**EXERCISES:**
1. Decide whether each statement below agrees with the passage on white light lasers. For each of (a), (b) and (c), answer yes or no and quote the words of the passage that settle it.
(a) The seed laser gives off infrared light in pulses.
(b) The hollow tubes in the supercontinuum fiber are usually set out in a square pattern.
(c) The amplifier stage does away with the pulsed nature of the seed source.
2. Carry on the passage about white light lasers and supercontinuum fiber, picking up right after its last sentence.

Start EXCERPT TO READ

But supercontinuum sources are not directly applicable to bioimaging because of the delicate nature of specimens. Now, their adaptation has taken a leap forward.

Standard confocal imaging of a stem section of Westringia, an Australian shrub, is produced by overlaying a transmission image with triple-channel confocal fluorescence maximum intensity projection of a z-stack
FIGURE 1. Standard confocal imaging of a stem section of Westringia, an Australian shrub, is produced by overlaying a transmission image with triple-channel confocal fluorescence maximum intensity projection of a z-stack). The image was generated using 405 and 492 nm excitation (WLL) and 415–461, 500–551, and 670–710 nm emission. (Image courtesy R. White, CSIRO Plant Industry; Canberra, Australia)

White light lasers and supercontinuum fiber

The white light laser (WLL) takes advantage of a series of nonlinear effects that occur in all optical materials. Commonly, these effects are not seen, as their probability is too low in ordinary optical elements (usually, they are unwanted, too). The supercontinuum fiber3 enhances these effects in order to create a broad spectrum out of a monochromatic source. The heart of the fiber is an array of some-hundred hollow tubes, usually arranged in a hexagonal pattern and also referred to as photonic crystal fibers (PCFs). To generate sufficient white light, a high photon density is required.

To provide this density, a pulsed illumination is introduced. The first stage of a WLL source is therefore a seed laser—a fiber laser that emits infrared (IR) light in a pulsed mode (typically 80 MHz). The second stage is designed as an amplifier, boosting the total output to some watts and still keeping the pulsed nature of the seed source. Consequently, the first two stages provide very high, intense IR pulses that are fed into the supercontinuum fiber.

End EXCERPT TO READ
Start DATASET ROWS

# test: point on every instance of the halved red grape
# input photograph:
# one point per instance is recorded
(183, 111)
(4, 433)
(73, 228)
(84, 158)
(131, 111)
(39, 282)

End DATASET ROWS

**WRITTEN RESPONSES:**
1.
(a) Yes: "a fiber laser that emits infrared (IR) light in a pulsed mode (typically 80 MHz)"
(b) No: "usually arranged in a hexagonal pattern"
(c) No: "still keeping the pulsed nature of the seed source"

2.
The nonlinear effects in the PCFs generate a broad spectrum, spanning a couple of hundred nanometers, including the visible range. The output consequently appears as white emission. This white light is not a combination of three colors, unlike pseudo-white sources such as Ar/Kr lasers that provide blue, green, and red monochrome lines—which the brain combines to white. The WLL emits a truly white spectrum, like an incandescent bulb or the sun. But it has the beam properties of a laser, which is required for true confocal microscopy.4

For confocal imaging

The light requirements for confocal imaging are intensity of a few milliwatts (otherwise, the sample would burn away immediately) along with small bandlets of spectral range that can specifically excite the desired fluorochromes. WLL provides an intensity of some watts, so for this application the white emission is typically filtered with a dynamic device, an acousto-optical tunable filter (AOTF)—a crystal that is electronically programmable to separate the desired colors out of the white spectrum. It creates a small spectral bandlet only a few nanometers wide (for instance, 0.5 to 2 nm) and whose color is programmable and thus steplessly tunable: The operator can pick whatever color is needed for the application. The intensity of such a bandlet is in the range of a couple of milliwatts—still too high for standard confocal imaging. To control the intensity, a second parameter is available that allows stepless tuning of the brightness between zero and the maximum.

sagittal section of a eucalyptus leaf specimen
FIGURE 2. This sagittal section of a eucalyptus leaf specimen, freshly cut in water, was imaged using (a) confocal triple fluorescence overlay, with 470 nm excitation (WLL) and 480–510, 538–583, and 709–736 nm emission. Different molecular species are rendered in different colors. The specimen is also shown (b) as a FLIM image with 470 nm excitation (WLL), with emission of 600–650 nm and lifetimes from 0.35–3.10 ns. Different molecular species with varying fluorescence lifetimes are rendered in different colors (at identical emission band). (Image courtesy of R. White, CSIRO Plant Industry; Canberra, Australia)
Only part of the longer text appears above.